### Task directions
Copy every one of the entries below, substituting "stone house" for "brick house" and leaving everything else as is.

### Data for processing
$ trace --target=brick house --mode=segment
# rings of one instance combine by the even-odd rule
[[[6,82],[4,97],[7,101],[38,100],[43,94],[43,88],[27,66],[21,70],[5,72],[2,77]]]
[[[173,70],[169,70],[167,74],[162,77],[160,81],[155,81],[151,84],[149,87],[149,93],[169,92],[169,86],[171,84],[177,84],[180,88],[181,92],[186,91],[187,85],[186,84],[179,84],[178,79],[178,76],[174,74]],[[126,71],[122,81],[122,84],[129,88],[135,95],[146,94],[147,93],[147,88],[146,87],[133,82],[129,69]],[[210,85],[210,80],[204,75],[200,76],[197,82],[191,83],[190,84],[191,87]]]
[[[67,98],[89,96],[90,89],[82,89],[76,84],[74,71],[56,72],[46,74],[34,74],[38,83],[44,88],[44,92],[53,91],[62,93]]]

### Finished task
$ trace --target=stone house --mode=segment
# rings of one instance combine by the even-odd rule
[[[6,82],[4,97],[7,101],[38,100],[43,94],[43,88],[27,66],[21,70],[5,72],[2,77]]]
[[[173,70],[169,70],[167,74],[162,77],[160,81],[155,81],[151,84],[149,87],[149,93],[169,92],[169,86],[171,84],[177,84],[180,88],[181,92],[186,91],[187,85],[186,84],[179,84],[178,79],[178,76],[174,74]],[[126,71],[122,81],[122,84],[129,88],[135,95],[146,94],[147,93],[147,88],[146,87],[133,82],[129,69]],[[210,85],[210,80],[204,75],[200,76],[197,82],[191,83],[190,84],[191,87]]]
[[[67,98],[89,96],[90,89],[82,89],[76,84],[74,71],[56,72],[46,74],[34,74],[38,83],[44,88],[44,92],[53,91],[62,93]]]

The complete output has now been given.